Text excerpt =>
Does Minneapolis need another police advisory board?
Council president, police watchdog board chair question Frey’s plan for more
A Minneapolis police squad car in front of the burned out Third Precinct police station blocks off Minneahaha Avenue for a street festival in October 2021. Photo by Max Nesterak/Minnesota Reformer.
Minneapolis Mayor Jacob Frey plans to unveil new commissions made up of community leaders and experts to provide recommendations on policing and public safety, but some question the need when several have already been set up, only to fade away or be ignored.
In a statement to the Reformer, Frey’s office said he will convene “community leaders and subject matter experts to develop forward-looking violence prevention, policy reform, and community safety recommendations on behalf of his administration.”
Minneapolis City Council President Lisa Bender said after Floyd’s killing, Frey set up a public safety policy transformation task force, with three advisory groups, but she hasn’t heard anything out of them since.
“To be clear, the mayor did not invite me to participate in his transforming public safety groups,” she said.
The mayor’s office responded that the Office of Violence Prevention has been leading this work and is best suited to provide a status update of the project, which is jointly overseen by the mayor and City Council.
The chair of a police watchdog board also questions the need for more public safety boards, especially when her board has had trouble filling vacancies and getting questions answered.
Abigail Cerra, chair of Minneapolis’ Police Conduct Oversight Commission, said Frey already has a commission to advise him on public safety: Hers.
Established by city ordinance in 2012, the PCOC replaced the Minneapolis Civilian Review Authority in the hope that it could more effectively oversee police and make policy recommendations with public input. It analyzes data and policies and provides advice to the mayor and City Council.
But city officials and the police often snub the commission, Cerra said. She has repeatedly invited the mayor and his staff to speak at the PCOC meetings, including after his re-election last week, but “I’ve had radio silence,” she said.
Cerra said getting information from city officials is “like pulling teeth.” The commission has requested 10 arbitration decisions since April, and hasn’t received all of them.
Frey’s office responded by saying it is regularly involved in PCOC meetings — with his senior public safety policy aide attending meetings — and has received Cerra’s input regarding coaching, and “addressed that input thoroughly with her.”
“If there are other recommendations from the PCOC, we will be happy to consider them,” a spokesperson for the office said.
Cerra said while an aide does attend meetings, Frey and his people won’t answer her questions about coaching, and Frey said they won’t respond to any of the research her commission has done on issues such as nuisance misdemeanors and traffic stops.
“I think it’s kind of shady that the mayor’s going to have his own special team to advise him when the PCOC advises the mayor and the council — I don’t know, it seems weird to me,” she said.

Activity => Continue the article on Minneapolis police advisory boards from where it stops.

Referring expression data:
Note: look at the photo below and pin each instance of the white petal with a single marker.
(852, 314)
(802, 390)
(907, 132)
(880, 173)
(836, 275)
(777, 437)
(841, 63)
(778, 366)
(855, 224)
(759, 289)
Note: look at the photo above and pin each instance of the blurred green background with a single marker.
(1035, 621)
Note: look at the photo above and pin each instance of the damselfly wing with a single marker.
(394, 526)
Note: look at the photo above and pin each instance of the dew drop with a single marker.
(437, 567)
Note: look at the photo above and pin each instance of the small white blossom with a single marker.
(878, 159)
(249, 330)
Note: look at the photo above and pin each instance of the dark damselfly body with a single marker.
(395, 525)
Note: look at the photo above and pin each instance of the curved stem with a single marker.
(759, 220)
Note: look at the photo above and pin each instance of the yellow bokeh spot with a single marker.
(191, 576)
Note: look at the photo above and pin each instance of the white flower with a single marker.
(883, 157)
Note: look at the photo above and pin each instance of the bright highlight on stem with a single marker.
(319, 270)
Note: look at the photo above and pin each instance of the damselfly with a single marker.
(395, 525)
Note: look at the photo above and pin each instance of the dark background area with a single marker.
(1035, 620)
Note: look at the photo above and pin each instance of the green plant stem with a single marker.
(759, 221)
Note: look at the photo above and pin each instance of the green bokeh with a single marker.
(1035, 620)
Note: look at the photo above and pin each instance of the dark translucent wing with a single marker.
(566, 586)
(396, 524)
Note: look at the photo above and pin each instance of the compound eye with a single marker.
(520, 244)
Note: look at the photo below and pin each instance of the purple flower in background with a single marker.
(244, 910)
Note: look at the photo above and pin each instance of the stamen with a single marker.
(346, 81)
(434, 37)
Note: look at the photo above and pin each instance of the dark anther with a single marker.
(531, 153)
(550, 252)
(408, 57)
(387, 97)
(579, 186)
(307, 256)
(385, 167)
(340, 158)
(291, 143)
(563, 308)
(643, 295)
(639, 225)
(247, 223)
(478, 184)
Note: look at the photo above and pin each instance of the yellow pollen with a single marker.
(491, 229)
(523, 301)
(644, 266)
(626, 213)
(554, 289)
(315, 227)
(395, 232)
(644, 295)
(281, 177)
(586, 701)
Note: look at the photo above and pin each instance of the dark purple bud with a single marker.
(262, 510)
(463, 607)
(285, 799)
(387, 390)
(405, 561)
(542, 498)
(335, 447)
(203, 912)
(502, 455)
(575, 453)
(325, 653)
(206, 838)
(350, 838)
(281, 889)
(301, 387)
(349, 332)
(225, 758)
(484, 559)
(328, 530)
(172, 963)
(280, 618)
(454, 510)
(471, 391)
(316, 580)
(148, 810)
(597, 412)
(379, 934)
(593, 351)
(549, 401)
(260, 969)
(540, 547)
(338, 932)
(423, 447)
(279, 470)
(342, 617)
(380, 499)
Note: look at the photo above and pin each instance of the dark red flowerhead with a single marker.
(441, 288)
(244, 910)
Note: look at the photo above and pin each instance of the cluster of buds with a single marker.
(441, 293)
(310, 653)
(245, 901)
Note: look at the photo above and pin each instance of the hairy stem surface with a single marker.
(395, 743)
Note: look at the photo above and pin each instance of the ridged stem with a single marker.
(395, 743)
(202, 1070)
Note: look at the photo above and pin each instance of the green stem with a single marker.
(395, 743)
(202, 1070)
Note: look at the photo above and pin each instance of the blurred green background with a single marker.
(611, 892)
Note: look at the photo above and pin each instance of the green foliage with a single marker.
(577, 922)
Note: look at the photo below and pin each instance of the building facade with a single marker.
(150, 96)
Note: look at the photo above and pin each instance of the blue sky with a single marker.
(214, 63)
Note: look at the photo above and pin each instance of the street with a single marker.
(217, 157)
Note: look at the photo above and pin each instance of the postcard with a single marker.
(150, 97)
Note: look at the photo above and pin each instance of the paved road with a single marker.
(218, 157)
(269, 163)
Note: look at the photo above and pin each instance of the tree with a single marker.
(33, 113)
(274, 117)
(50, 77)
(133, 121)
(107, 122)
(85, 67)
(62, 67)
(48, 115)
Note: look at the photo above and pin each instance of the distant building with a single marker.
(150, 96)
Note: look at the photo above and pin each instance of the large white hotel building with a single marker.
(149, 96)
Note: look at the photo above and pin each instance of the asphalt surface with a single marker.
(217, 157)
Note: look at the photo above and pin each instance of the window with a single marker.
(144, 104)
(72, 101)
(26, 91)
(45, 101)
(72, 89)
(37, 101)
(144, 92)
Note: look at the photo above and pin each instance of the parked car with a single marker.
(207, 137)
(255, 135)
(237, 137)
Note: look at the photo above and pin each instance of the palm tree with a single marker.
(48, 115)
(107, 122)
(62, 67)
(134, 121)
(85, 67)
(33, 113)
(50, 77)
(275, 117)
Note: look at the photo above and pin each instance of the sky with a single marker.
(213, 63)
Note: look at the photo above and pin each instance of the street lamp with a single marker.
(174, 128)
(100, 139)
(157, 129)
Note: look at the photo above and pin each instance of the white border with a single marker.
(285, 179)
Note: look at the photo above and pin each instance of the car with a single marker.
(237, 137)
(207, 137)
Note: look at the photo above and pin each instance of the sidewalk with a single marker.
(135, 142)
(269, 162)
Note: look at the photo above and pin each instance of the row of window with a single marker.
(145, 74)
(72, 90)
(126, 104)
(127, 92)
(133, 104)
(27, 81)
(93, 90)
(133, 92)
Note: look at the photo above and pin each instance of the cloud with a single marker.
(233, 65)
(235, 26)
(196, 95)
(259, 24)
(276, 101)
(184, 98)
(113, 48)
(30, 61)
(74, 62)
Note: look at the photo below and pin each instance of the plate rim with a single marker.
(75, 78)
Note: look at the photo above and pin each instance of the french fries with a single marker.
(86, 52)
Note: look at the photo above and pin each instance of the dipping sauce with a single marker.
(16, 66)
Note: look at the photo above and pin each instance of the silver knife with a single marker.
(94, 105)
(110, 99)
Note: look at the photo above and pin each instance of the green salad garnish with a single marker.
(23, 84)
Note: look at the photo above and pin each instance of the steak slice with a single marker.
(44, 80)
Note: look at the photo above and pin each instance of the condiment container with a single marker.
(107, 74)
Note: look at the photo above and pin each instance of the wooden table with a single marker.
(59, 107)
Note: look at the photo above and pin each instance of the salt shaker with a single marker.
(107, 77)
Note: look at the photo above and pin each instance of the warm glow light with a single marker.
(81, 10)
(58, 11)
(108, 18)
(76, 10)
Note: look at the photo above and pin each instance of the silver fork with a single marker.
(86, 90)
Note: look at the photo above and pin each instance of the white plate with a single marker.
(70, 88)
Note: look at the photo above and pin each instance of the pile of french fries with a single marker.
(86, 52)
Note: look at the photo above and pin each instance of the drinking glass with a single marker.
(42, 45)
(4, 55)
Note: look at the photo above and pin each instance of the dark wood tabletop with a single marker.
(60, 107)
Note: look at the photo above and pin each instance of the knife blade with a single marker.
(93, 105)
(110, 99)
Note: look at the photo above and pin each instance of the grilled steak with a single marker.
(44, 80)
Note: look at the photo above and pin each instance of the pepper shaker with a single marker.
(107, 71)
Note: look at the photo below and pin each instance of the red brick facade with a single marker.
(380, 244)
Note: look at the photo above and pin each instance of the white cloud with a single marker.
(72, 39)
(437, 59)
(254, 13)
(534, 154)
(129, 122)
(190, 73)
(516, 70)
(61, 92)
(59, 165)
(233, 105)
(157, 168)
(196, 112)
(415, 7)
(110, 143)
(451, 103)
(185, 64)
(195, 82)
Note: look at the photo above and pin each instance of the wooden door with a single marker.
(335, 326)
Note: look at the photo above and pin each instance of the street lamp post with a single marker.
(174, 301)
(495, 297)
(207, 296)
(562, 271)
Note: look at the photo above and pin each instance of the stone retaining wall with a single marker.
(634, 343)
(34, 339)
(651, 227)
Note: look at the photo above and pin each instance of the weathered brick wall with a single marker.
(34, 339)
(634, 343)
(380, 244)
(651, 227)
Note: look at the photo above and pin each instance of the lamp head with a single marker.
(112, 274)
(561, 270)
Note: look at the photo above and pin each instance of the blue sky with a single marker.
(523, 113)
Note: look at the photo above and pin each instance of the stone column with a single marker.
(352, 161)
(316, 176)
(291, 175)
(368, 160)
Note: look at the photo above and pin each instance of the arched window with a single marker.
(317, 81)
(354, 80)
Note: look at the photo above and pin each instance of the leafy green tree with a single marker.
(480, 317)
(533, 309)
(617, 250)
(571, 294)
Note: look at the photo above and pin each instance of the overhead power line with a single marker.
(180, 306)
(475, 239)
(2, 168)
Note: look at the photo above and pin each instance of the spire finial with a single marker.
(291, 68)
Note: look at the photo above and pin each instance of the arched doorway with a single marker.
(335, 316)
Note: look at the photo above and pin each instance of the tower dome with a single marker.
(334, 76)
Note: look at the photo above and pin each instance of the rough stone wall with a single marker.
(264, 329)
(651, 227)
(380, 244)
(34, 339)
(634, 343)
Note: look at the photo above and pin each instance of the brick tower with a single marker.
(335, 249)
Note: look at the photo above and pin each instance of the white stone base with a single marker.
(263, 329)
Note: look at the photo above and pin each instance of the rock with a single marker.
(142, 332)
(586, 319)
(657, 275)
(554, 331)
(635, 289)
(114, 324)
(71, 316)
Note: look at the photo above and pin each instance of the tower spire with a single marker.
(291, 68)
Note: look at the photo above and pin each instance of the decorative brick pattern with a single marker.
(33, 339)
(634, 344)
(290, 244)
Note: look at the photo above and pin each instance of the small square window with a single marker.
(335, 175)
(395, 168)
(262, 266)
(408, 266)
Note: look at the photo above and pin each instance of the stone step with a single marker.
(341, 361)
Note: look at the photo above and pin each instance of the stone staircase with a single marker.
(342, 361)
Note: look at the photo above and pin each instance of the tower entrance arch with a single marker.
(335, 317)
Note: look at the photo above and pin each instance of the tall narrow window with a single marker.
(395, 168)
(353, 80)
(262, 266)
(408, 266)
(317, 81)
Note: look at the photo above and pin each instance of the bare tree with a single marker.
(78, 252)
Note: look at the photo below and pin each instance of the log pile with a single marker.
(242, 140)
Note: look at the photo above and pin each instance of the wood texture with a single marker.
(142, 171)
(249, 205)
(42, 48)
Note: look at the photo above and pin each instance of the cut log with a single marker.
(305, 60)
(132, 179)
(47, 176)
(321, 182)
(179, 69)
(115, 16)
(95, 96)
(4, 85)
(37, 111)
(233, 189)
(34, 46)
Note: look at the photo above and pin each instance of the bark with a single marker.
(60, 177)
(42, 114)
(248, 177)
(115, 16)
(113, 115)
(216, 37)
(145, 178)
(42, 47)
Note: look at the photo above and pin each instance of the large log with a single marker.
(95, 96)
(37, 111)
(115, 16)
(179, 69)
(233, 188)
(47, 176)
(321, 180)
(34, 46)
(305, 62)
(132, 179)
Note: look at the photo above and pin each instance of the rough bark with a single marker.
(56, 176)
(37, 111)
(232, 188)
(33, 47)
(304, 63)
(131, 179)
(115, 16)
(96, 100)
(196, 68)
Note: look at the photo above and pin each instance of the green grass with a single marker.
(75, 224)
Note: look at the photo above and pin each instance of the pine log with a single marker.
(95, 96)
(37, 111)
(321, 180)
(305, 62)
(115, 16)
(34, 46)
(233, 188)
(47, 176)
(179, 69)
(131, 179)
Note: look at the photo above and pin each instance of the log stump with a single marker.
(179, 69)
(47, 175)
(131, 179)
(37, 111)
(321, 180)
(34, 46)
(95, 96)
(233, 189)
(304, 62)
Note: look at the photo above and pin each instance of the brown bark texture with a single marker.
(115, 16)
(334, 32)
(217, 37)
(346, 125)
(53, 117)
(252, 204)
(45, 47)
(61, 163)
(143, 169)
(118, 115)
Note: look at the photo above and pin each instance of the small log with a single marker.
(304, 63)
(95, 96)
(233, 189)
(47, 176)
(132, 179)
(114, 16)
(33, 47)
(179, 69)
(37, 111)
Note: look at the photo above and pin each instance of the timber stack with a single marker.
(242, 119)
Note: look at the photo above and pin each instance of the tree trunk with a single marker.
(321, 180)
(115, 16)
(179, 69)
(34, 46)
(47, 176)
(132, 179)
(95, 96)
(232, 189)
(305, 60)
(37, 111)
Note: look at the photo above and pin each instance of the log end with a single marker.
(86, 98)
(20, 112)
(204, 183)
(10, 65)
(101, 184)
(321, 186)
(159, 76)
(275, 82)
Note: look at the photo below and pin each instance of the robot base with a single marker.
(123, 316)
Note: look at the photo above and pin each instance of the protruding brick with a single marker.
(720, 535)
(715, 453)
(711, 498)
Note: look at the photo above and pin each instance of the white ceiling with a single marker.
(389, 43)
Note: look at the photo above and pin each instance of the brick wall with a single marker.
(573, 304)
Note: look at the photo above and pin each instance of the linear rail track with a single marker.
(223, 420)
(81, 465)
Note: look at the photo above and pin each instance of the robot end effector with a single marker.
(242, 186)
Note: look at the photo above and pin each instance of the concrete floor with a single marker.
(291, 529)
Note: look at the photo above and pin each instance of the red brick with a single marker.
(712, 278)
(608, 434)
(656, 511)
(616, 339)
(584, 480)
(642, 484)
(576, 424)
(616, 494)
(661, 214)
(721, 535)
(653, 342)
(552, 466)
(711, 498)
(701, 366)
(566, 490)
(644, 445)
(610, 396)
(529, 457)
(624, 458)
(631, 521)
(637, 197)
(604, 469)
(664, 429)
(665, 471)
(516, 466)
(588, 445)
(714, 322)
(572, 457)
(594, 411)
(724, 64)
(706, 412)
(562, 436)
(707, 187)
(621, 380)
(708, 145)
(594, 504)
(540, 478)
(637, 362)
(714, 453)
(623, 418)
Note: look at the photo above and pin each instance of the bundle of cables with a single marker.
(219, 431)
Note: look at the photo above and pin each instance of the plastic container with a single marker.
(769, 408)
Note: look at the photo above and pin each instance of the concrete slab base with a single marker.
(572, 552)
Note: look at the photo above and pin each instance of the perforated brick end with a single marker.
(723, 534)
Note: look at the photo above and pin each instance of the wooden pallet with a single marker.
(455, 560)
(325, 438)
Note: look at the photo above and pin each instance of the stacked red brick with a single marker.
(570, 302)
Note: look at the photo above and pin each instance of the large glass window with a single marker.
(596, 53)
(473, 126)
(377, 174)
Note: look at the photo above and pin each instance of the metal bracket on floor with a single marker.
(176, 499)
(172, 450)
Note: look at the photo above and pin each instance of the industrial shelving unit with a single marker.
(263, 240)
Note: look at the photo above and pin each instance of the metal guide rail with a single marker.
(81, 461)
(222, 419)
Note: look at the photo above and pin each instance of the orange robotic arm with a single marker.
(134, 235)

Response for this exercise =>
Frey’s office said the PCOC work is separate — their role is to engage the community in discussions about policing, review data related to research and closed case summaries, lead outreach and training resulting, and recommend policies and internal controls to city officials.
The group Frey plans to convene will develop recommendations on behalf of his administration “for the current challenges facing Minneapolis.”
The City Council and mayor have been slow to fill PCOC vacancies, to the point where last fall there weren’t enough members to get a quorum and hold meetings for a quarter of the year, even as the city was reeling from George Floyd’s killing by police.
Back then, City Clerk Casey Carl said appointments to many boards were being delayed due to the pandemic and civil unrest. He did not respond to a request for comment.
The PCOC is still short three people, but has enough members to meet, Cerra said.
Even though the City Council made the PCOC one of its “pillars” of public safety, she said it doesn’t engage with the commission.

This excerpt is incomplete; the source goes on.